Thursday, November 19, 2009

Goodnight Keith Moon


This is terrific. Particularly if you ever read the original 1,000 times to your daughter.

Actually, it's pretty great even if you haven't read the children's book before.

http://www.goodnightkeithmoon.com/index.html

Wednesday, November 18, 2009

Them Crooked Vultures riff it up old school

Just when you thought all the monster heavy rock riffs had been written, Them Crooked Vultures – the Homme, Jones, Grohl supergroup/power trio – has delivered a self titled 13-track, hour+ collection of monster riffs that would have sounded at home on any of the recordings of Jones’ former supergroup, Led Zeppelin.

Fans of Zep and Queens of the Stone Age (Homme’s main gig) will hear a lot to like on this album. In fact, Them Crooked Vultures (let’s call them TCV for short) sound exactly like what you’d imagine a merging of both bands would sound like. All three musicians are doing what they do best, particularly Grohl who despite his successes fronting the Foo Fighters, really belongs behind a kit. Thankfully, there is little resembling the Foo Fighters on this album.

Aside from the easy comparisons to Zep and Queens (anything Homme touches will get that Queens sound, just listen to the Arctic Monkeys’ Humbug, which he produced) the most apt comparison I can make is to Cream, another super power trio that worked primarily in heavy duty rock riffs that had more in common with Godzilla steamrolling Tokyo than they did to the traditional blues from which they cribbed.

SOURCE MATERIAL

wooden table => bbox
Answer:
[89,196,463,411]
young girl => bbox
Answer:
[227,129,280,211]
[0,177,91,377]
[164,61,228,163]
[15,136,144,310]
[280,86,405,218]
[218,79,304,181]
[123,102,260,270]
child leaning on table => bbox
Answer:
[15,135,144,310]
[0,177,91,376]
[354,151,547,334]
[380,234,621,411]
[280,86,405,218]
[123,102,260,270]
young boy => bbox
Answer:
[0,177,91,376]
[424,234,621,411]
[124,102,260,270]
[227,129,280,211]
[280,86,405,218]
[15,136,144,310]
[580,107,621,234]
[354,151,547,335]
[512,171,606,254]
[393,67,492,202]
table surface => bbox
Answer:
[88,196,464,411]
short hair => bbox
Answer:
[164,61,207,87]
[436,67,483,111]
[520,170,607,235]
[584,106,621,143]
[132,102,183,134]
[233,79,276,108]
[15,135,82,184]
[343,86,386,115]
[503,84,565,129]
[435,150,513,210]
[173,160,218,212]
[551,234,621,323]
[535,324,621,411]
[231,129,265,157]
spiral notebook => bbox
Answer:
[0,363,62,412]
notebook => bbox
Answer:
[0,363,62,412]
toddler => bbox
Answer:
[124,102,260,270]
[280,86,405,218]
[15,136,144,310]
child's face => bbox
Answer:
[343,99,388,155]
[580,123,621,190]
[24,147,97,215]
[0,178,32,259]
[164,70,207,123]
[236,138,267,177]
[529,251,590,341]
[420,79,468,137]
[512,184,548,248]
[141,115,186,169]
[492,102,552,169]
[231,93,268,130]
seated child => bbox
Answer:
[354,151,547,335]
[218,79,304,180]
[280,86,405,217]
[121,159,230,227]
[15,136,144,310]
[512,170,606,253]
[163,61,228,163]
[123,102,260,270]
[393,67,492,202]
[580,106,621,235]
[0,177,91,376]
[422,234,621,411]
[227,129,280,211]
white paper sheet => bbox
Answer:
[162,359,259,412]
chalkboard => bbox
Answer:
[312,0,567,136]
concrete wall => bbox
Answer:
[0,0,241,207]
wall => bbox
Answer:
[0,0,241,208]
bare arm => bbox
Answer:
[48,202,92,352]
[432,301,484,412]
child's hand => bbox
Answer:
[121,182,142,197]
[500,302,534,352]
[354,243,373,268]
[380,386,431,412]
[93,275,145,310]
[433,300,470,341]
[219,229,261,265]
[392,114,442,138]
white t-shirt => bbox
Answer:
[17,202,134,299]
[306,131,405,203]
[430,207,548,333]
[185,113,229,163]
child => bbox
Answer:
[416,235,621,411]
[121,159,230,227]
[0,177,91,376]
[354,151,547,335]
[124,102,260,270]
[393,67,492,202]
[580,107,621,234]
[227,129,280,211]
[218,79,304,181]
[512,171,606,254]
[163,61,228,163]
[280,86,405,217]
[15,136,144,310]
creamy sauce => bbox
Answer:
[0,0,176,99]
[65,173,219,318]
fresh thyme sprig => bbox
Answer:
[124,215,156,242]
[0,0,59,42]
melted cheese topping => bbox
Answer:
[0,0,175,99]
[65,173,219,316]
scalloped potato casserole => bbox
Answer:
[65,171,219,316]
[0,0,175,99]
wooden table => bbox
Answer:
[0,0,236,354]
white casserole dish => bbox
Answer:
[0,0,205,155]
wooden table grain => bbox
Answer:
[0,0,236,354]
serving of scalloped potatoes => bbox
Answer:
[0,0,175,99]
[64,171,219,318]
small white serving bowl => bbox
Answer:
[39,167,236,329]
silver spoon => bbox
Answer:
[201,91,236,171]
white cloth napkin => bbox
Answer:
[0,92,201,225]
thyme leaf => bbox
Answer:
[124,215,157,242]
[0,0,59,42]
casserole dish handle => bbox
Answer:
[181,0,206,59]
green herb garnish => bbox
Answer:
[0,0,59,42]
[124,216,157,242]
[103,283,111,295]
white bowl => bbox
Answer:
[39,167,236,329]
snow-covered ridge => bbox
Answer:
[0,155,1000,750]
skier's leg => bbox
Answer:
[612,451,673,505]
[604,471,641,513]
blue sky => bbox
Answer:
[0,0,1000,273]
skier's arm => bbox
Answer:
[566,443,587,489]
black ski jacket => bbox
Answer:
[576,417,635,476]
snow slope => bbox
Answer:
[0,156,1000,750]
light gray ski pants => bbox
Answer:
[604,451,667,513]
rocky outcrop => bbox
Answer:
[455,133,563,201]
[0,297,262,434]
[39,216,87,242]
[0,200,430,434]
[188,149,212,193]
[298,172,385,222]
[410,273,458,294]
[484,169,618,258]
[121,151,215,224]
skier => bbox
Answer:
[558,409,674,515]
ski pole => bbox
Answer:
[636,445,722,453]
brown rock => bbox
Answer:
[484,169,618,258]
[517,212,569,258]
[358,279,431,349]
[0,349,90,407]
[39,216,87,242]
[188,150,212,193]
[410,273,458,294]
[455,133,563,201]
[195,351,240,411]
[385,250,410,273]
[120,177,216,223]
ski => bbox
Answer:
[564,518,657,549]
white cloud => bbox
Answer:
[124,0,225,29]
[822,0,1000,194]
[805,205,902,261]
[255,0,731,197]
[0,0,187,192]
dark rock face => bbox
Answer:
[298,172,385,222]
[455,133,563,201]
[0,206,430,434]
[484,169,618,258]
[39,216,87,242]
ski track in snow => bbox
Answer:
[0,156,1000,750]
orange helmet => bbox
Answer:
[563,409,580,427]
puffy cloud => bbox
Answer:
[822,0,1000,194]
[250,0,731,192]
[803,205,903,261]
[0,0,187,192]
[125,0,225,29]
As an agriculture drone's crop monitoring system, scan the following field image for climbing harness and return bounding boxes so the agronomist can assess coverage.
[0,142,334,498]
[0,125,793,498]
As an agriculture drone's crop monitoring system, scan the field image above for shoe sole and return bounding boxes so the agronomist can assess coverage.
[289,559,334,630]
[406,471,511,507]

TO BE DONE
1/ Recast the listing as a Markdown table with the columns No. and Entry, starting with the line containing "fresh thyme sprig => bbox" and going on through the line containing "[0,0,205,155]". Number each line and leave out any blank ones.
2/ Continue the blog post about Them Crooked Vultures from the point where it stops.
The blog text and the listing were taken from unrelated sources.

ANSWERS TO EACH TASK
1/
| No. | Entry |
|---|---|
| 1 | fresh thyme sprig => bbox |
| 2 | Answer: |
| 3 | [124,215,156,242] |
| 4 | [0,0,59,42] |
| 5 | melted cheese topping => bbox |
| 6 | Answer: |
| 7 | [0,0,175,99] |
| 8 | [65,173,219,316] |
| 9 | scalloped potato casserole => bbox |
| 10 | Answer: |
| 11 | [65,171,219,316] |
| 12 | [0,0,175,99] |
| 13 | wooden table => bbox |
| 14 | Answer: |
| 15 | [0,0,236,354] |
| 16 | white casserole dish => bbox |
| 17 | Answer: |
| 18 | [0,0,205,155] |

2/
Cream’s virtues are largely the same as TCV's. All the members can play, though Homme is nowhere near as flashy an ax man as Slow Hand – that kind of playing is even more out of fashion than the monster riff. Homme’s vocals recall Jack Bruce a lot more than Robert Plant. And the material -- though TCM’s is lyrically darker in keeping with the times -- has an overall psychedelic flavor.

The strongest tracks on TCV get their strength from these virtues. The opening track, “No One Loves Me & Neither Do I,” begins with a very Zep-sounding, bouncy riff before the volume and intensity are cranked up to 11 mid song and the riff goes through some mind-numbing shifts that have to be heard to be believed. The same is true for “Elephants,” a nearly 7 minute romp that rolls out three huge tempo changes before any singing even begins.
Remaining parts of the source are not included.